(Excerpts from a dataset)
---
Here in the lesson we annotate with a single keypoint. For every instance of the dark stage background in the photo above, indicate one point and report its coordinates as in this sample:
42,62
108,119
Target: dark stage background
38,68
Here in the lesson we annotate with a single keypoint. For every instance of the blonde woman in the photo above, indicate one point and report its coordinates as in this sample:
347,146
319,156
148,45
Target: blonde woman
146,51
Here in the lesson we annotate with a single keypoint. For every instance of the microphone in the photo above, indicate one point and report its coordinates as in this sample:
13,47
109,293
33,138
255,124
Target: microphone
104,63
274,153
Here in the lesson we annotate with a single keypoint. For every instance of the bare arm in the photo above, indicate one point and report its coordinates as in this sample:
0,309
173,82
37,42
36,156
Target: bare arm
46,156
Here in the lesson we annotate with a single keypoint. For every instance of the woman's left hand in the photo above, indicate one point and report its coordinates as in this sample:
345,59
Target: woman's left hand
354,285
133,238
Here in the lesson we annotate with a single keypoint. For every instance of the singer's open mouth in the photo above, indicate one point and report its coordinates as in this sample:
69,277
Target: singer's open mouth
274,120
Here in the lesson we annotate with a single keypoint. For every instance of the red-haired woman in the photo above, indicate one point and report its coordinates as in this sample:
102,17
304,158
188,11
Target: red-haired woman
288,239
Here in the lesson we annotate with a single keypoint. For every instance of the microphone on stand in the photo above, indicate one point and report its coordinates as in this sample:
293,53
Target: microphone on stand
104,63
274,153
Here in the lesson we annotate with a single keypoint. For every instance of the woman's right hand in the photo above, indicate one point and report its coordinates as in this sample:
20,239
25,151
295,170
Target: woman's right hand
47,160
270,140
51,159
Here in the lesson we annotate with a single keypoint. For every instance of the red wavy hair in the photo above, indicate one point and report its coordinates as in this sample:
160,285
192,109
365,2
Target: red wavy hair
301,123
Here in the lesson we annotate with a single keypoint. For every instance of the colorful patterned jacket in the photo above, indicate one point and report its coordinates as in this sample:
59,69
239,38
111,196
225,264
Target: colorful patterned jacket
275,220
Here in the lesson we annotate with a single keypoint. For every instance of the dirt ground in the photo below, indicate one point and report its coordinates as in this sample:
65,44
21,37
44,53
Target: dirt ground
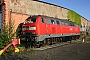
76,51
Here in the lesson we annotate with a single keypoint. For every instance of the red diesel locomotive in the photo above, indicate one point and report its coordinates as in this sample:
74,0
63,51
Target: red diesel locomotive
39,30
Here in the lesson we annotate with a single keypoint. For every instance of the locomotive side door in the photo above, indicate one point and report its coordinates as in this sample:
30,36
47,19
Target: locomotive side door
48,26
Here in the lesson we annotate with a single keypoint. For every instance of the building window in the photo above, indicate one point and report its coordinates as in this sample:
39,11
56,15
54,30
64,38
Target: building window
42,20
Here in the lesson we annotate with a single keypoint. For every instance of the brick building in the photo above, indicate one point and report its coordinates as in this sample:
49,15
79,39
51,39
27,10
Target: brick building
19,10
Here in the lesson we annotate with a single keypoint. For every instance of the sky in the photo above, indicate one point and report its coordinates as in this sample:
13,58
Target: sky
82,7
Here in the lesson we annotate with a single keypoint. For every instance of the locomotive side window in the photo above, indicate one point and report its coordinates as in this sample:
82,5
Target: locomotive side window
52,21
42,20
30,20
58,22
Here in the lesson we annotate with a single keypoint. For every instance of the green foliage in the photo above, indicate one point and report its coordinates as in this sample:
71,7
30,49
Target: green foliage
7,34
74,17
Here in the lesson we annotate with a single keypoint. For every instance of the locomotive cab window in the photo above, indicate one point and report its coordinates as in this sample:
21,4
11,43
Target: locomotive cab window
58,22
52,21
30,20
42,20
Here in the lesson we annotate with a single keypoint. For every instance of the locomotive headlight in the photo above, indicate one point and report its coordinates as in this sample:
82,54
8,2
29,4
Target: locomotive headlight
32,28
23,29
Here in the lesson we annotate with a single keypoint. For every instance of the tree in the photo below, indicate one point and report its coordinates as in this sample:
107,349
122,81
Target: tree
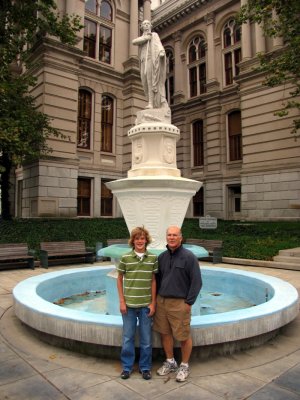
23,129
279,18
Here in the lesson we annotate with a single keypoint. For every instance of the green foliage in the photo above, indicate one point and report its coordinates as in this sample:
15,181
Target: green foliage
255,240
279,18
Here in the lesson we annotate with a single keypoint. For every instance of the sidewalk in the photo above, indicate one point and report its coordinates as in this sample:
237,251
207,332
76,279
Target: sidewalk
31,369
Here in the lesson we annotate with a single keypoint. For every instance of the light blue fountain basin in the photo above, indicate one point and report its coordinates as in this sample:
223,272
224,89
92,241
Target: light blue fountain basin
116,251
34,297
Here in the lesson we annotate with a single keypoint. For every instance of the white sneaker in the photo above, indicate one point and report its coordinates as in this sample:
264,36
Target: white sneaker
182,373
167,367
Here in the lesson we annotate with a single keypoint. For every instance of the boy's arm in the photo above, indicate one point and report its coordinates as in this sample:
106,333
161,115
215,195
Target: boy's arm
152,305
123,307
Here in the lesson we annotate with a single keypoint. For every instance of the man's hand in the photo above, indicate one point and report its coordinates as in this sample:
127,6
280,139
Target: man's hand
188,307
151,310
123,307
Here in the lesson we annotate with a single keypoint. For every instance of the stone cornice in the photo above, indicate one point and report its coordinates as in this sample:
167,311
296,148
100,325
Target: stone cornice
173,11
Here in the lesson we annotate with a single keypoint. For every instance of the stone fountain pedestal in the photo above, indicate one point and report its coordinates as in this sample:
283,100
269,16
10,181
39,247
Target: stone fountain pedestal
154,194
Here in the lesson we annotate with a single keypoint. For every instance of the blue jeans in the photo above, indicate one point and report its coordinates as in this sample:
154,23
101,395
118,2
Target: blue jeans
145,331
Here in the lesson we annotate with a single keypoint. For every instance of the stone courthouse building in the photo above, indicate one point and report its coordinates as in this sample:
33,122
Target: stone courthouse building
230,140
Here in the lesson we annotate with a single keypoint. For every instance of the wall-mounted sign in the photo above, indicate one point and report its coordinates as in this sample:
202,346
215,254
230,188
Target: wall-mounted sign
208,222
---
Work item:
Give back the records exactly, minus any pictures.

Answer section:
Here in the lesson we annotate with a single keypoint. For every instance of the dark stage background in the photo above, indicate one point and report its coordinates as in this sample:
42,62
108,119
Target: dark stage background
38,68
Here in the lesson we annotate with a single keypoint. For every instance of the blonde woman in the photo above, indicate one point and report its coordinates as in this sample:
347,146
319,156
148,45
Target: blonde woman
146,51
Here in the lesson we annotate with a single keypoint. For every instance of the microphone in the photo above, indicate one point and report its coordinates as in this sample:
13,47
109,293
33,138
255,124
Target: microphone
104,63
274,153
Here in the lesson we annotate with a single keypoint. For every instance of the bare arm in the photo above, indicate one point and report its coordinates as in this sample:
0,309
173,82
37,42
36,156
Target: bare arm
46,156
Here in the lesson we annotate with a single keypoint. For every instance of the woman's left hand in the photo above, indicate one point and report its coordinates as in this sample:
345,59
Target: woman's left hand
354,285
133,238
Here in the lesson we annotate with a single keypoint. For every instance of the singer's open mouth in the photo above, indicate one point and report its coordinates as in this sample:
69,277
Target: singer's open mouth
274,120
Here in the lesson we annotate with a single keypoint. For every instance of the red-haired woman in the photo above, indicate one point and report its coordinates as in this sample:
102,17
304,158
188,11
Target: red-haired woman
288,239
Here in the lesson we annotate with a single keypoint. For every instance of the microphone on stand in the photo above, indicate one point and report its coordinates as in this sample:
293,53
Target: microphone on stand
104,63
274,153
Here in the lesson we annotate with a single keypoint. For every instance of the woman's right hand in the photo above, indicate one point and report its coordinates as in this sample:
20,239
25,151
295,170
Target: woman's right hand
47,160
270,140
51,159
Here in the lesson we annotate with a single keypoint. For every instance of the red wavy hair in the photo above, indicate one point and report its coordinates as in this sample:
160,285
192,109
365,2
Target: red wavy hair
301,123
Here in the lesson we annotate with a single keypoint. For every instance of the colorful patterned jacket in the photo above, indicate one point and report its coordinates as in this sample:
59,69
239,38
111,196
225,264
Target: colorful patterned jacket
275,220
Here in the lesson we annotate with a single keypoint. For every instance of the dirt ground in the photo below, indicate one point and report its coordinates as in this sample:
65,44
21,37
44,53
Target: dirt ground
76,51
Here in the lesson we annotate with a single keypoint. For every instance of the red diesel locomotive in the photo above, indicate one point and report its coordinates as in this sample:
74,0
63,51
Target: red diesel locomotive
39,30
Here in the lesson we annotate with a single keypoint. For every instance of the locomotive side door in the photo above, indicate one point and report its coordinates as in this sample:
30,36
47,19
Target: locomotive side door
48,26
Here in the lesson we annotate with a single keypoint. For every instance of the building window in the photo above, indicate one point and report its coordinates as in this sample:
39,11
56,15
54,30
64,38
Target: building window
42,20
Here in the lesson we annotate with a single keypoint. For every instance of the brick building in the photo above, indicate one point and report its coordinates as in this sample:
49,15
79,39
51,39
27,10
Target: brick building
19,10
Here in the lesson we annotate with a single keypoint. For every instance of the sky in the photo above, indicate one point and report its coordinates as in this sample:
13,58
Target: sky
82,7
Here in the lesson we annotate with a single keypoint. For every instance of the locomotive side window in the photo above, indicate one point and report its coordinates as in this sample:
82,5
Target: locomotive side window
52,21
42,20
30,20
58,22
Here in the lesson we annotate with a single keypoint. For every instance of the green foliage in the photo above, indicate one point and report its coordinates as in this sample:
71,7
30,49
Target: green foliage
7,34
74,17
Here in the lesson we annotate with a single keypoint. For every instance of the locomotive cab window in the photo above, indicate one point and report its coordinates as in this sample:
21,4
11,43
Target: locomotive cab window
58,22
52,21
30,20
42,20
Here in the lesson we annotate with a single keypoint. For every instance of the locomotive headlight in the photo above, indicate one point and report its coordinates as in this sample:
82,54
8,2
29,4
Target: locomotive headlight
32,28
23,29
Here in the lesson we annotate with a single keypoint. For every instance of the tree in the photo below, indicate one point and report its coordinates as in this sample:
107,349
122,81
Target: tree
23,129
279,18
Here in the lesson we annotate with a single keypoint. For every instance of the green foliage in the photo above, indicate one point and report its coordinates as in this sample:
15,181
Target: green foliage
255,240
279,18
Here in the lesson we annotate with a single keypoint. For every instance of the sidewalk in the photo above, indicate one point and report its coordinates as in this sample:
237,251
207,332
76,279
Target: sidewalk
31,369
Here in the lesson we annotate with a single keypoint. For every instance of the light blue fountain basin in the photo above, indicate one point and report its coordinates as in this sample:
223,272
224,89
92,241
Target: light blue fountain basin
116,251
34,297
Here in the lesson we annotate with a single keypoint. For every instance of the white sneaker in the photo above, indicate one point and report its coordinates as in this sample:
264,36
Target: white sneaker
182,373
167,367
Here in the lesson we annotate with a single keypoint. For every instance of the boy's arm in the photo above, indicate one point and report its coordinates as in this sample:
106,333
161,115
215,195
Target: boy's arm
152,305
123,307
Here in the lesson we annotate with a single keypoint. For every instance of the man's hand in the photo above, indicate one point and report its coordinates as in this sample:
127,6
280,139
Target: man's hand
188,307
151,310
123,307
Here in the lesson we annotate with a single keypoint. For every instance of the stone cornice in the photo above, indicate one point and report its coordinates as in this sample:
167,311
296,148
100,325
Target: stone cornice
173,11
Here in the lesson we annotate with a single keypoint. For every instance of the stone fountain pedestal in the photo above, indicate one point and report its coordinates as in this sample:
283,100
269,16
10,181
39,247
Target: stone fountain pedestal
154,194
Here in the lesson we annotate with a single keypoint. For every instance of the blue jeans in the photo above, indicate one point and report its coordinates as in this sample:
154,23
101,395
118,2
Target: blue jeans
145,331
Here in the lesson we annotate with a single keypoint. For every instance of the stone courthouse building in the photo above, indicate one point and report its coordinates as in this sample:
33,122
Target: stone courthouse building
230,140
Here in the lesson we annotate with a single keypoint. For every instance of the wall-mounted sign in the photo above, indicate one point and report its coordinates as in this sample:
202,346
215,254
230,188
Target: wall-mounted sign
208,222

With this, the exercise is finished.